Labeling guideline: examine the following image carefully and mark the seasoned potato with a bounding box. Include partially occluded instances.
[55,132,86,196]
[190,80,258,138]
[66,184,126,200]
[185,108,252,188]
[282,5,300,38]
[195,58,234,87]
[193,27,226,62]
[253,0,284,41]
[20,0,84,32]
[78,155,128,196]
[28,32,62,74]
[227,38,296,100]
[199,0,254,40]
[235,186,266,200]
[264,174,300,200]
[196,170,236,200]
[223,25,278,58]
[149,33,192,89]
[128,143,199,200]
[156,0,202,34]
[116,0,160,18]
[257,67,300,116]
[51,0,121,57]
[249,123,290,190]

Instructions for the task
Transcribe each of the entries above verbatim, keeping every line unchanged.

Reply to the task
Labeling guideline: examine the following image carefully and mark the seasoned potato with a bounding box. Include partially occluded instances.
[55,132,86,196]
[190,80,258,138]
[66,184,126,200]
[185,108,252,188]
[282,5,300,38]
[195,58,234,87]
[193,27,226,62]
[253,0,284,41]
[20,0,84,32]
[78,155,128,196]
[28,32,62,74]
[227,38,296,100]
[199,0,254,40]
[235,186,266,200]
[264,174,300,200]
[196,170,236,200]
[223,25,278,58]
[149,33,192,89]
[128,143,199,200]
[156,0,202,34]
[116,0,160,18]
[257,67,300,116]
[51,0,121,57]
[249,123,290,190]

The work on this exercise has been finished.